DATA ROWS ->

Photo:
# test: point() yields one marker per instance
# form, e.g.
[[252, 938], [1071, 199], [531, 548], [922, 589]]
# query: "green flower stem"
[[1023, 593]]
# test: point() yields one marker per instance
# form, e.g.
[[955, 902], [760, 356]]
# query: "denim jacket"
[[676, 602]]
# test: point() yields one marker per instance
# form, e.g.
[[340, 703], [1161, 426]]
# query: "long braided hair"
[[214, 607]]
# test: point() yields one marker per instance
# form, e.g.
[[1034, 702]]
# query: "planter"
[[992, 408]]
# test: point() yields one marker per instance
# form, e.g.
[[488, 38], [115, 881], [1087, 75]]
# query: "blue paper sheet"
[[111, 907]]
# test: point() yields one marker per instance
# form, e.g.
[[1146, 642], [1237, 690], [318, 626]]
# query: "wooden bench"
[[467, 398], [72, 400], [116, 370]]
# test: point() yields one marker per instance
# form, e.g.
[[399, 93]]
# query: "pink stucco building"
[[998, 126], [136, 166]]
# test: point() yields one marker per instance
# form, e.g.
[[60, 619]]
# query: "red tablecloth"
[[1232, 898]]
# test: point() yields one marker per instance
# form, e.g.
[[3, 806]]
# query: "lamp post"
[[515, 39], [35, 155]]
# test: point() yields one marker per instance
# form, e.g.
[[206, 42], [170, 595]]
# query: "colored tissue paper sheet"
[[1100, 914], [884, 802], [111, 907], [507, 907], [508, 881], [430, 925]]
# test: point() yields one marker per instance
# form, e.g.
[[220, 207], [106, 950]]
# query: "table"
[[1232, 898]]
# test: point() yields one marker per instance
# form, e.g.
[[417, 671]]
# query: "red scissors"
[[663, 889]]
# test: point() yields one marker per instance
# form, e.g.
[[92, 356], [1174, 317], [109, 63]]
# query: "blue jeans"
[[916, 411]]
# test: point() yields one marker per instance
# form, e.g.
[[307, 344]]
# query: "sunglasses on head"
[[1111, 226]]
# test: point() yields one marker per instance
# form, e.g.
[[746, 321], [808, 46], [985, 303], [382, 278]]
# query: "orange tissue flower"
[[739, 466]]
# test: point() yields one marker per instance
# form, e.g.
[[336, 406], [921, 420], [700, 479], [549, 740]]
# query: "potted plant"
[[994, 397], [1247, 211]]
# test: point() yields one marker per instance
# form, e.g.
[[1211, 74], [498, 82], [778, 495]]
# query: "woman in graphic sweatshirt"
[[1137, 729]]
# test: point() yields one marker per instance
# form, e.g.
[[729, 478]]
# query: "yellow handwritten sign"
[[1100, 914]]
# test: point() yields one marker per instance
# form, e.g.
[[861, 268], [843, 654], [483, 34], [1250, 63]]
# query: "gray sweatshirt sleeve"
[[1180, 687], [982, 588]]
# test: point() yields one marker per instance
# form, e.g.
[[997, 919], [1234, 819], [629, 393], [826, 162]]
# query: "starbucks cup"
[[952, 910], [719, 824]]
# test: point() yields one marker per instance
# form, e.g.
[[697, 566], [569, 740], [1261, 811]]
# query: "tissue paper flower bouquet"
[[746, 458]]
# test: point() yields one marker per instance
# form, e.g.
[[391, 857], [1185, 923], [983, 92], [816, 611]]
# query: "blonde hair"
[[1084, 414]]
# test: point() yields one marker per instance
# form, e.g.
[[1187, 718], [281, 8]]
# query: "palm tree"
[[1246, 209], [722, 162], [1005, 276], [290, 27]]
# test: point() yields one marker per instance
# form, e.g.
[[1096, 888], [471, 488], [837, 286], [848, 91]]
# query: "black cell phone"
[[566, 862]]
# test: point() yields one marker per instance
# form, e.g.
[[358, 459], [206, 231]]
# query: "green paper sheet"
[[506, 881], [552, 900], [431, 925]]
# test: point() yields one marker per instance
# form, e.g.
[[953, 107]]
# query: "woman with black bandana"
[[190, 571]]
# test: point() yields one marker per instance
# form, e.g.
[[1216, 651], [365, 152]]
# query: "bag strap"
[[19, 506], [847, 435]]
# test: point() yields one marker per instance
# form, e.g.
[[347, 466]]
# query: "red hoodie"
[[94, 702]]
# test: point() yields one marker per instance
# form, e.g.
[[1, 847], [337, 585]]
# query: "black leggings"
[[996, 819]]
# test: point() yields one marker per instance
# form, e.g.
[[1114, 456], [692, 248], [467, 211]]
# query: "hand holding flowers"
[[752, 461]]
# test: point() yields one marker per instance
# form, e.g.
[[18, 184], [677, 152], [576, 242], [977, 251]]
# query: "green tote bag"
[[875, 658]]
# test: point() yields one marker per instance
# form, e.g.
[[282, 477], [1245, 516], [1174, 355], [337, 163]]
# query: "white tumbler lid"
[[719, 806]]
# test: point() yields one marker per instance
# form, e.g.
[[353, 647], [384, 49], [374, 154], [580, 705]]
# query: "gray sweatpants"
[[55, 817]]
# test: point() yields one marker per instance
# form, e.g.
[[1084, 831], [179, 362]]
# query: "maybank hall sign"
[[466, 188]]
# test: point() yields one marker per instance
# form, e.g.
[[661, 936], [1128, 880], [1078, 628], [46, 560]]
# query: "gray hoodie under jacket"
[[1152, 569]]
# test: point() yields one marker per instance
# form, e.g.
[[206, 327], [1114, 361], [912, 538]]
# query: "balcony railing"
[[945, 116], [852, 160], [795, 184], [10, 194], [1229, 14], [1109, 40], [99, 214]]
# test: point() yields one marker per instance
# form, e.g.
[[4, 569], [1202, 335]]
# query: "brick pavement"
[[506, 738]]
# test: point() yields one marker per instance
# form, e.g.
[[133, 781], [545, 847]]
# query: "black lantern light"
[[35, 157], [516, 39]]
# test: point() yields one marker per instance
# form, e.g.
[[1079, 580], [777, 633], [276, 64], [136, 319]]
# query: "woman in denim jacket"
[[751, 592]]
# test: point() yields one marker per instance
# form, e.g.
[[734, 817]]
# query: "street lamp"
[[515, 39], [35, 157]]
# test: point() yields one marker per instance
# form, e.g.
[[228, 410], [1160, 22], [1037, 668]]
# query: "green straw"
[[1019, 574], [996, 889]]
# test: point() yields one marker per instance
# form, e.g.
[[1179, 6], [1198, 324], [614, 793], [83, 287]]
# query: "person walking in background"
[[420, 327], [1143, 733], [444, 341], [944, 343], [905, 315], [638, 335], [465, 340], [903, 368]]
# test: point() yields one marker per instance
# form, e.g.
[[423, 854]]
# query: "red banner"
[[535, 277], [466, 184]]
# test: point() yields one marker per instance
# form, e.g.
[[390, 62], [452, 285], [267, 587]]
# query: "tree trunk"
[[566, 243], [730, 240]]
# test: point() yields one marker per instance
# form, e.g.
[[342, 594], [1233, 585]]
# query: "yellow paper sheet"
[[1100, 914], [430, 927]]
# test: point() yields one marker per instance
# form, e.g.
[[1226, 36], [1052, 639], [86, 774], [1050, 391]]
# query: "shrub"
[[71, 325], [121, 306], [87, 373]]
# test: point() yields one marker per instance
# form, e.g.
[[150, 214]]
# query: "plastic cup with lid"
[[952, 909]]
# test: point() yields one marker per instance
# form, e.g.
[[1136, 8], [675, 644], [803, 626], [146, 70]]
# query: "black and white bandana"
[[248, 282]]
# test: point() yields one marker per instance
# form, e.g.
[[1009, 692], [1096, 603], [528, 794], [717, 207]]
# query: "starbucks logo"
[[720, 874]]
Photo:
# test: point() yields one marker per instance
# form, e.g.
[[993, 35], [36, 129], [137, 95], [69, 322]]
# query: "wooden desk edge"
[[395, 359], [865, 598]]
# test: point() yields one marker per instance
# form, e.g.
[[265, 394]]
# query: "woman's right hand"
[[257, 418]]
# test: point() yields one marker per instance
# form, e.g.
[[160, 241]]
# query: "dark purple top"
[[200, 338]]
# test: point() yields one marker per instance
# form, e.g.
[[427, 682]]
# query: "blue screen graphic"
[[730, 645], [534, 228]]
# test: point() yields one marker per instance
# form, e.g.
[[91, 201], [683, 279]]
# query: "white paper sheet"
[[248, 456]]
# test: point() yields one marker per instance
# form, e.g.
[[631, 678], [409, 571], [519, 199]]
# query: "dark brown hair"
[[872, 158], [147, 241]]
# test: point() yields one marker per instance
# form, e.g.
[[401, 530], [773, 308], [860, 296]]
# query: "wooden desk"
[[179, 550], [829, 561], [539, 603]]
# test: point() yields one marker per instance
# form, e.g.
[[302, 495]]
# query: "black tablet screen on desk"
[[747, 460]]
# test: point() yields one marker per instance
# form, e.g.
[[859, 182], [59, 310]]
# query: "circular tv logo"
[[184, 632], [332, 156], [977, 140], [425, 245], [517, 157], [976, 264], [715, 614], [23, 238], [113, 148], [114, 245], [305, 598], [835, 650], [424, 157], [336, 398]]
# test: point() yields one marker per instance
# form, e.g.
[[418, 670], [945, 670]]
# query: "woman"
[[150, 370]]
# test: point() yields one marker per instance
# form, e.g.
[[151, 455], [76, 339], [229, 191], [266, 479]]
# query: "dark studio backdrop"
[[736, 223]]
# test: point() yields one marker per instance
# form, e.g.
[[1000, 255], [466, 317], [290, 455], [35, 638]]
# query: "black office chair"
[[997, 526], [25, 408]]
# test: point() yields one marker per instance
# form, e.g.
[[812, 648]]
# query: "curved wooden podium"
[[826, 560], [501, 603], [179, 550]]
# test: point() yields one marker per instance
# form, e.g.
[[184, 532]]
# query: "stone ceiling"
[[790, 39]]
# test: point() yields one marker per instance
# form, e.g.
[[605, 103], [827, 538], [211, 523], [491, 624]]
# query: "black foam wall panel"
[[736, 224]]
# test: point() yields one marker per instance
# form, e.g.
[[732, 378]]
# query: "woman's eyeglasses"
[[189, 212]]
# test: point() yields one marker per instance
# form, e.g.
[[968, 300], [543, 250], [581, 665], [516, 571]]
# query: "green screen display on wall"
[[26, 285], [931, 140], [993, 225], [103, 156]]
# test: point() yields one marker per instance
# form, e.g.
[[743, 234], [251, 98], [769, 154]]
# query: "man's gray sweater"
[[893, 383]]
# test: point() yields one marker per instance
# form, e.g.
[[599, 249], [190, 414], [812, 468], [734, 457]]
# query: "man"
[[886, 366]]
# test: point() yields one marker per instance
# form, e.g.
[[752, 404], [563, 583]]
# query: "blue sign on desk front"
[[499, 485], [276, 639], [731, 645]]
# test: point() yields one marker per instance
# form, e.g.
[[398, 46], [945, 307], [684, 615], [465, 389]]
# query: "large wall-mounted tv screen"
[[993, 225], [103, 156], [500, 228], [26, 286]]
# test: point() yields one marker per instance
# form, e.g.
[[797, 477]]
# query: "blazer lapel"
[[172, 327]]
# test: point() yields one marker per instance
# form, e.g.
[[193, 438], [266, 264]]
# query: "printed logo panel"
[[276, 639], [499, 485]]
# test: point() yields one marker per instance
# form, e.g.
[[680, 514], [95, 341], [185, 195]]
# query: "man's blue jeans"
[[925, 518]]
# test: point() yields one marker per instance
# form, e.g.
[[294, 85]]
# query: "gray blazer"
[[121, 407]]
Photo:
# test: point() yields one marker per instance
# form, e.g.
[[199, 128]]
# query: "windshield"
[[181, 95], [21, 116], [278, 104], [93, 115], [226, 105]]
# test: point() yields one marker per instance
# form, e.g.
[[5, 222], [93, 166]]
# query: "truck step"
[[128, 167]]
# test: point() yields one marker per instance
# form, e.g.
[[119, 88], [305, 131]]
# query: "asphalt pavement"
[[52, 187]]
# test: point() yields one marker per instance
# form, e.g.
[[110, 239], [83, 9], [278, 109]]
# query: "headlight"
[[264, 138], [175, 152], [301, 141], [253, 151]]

SET PROBLEM ->
Count the lines in the data above that contain the word "desk", matching case exactly, and reply with only the number.

ANSWER FOR THIS EXERCISE ->
4